Problem:
Rewrite every line of the items below, requests included, scaling each box coordinate in the answers by 0.45 and rounding to whole numbers, with halves going up. Keep the numbers in the requests and their format samples unchanged.

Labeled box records
* * *
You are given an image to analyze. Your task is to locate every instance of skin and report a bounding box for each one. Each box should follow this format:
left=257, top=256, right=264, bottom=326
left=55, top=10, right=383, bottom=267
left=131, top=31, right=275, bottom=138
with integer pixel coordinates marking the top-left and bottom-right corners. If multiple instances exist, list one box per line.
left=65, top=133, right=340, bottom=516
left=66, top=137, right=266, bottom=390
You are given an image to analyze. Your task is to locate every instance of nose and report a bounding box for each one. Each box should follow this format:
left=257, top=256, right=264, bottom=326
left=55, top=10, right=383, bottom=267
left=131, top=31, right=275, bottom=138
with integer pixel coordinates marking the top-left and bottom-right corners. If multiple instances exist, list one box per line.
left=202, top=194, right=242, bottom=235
* * *
Full response:
You are given an image to analyze. Your task is to locate every instance of skin and report a bounding box for each one. Each box should follow this format:
left=257, top=256, right=264, bottom=326
left=55, top=10, right=383, bottom=267
left=131, top=31, right=275, bottom=138
with integer pixel coordinates marking the top-left and bottom-right corners. If multiple instances exist, list one box per line.
left=29, top=60, right=153, bottom=232
left=30, top=62, right=120, bottom=176
You are given an image to analyze. Your task is to locate every instance of nose and report a bounding box for each one. Each box should follow this format:
left=257, top=256, right=264, bottom=326
left=55, top=10, right=383, bottom=267
left=131, top=31, right=275, bottom=138
with integer pixel coordinates marking the top-left and bottom-right corners. If multiple instances exist, list one box per line.
left=91, top=87, right=109, bottom=106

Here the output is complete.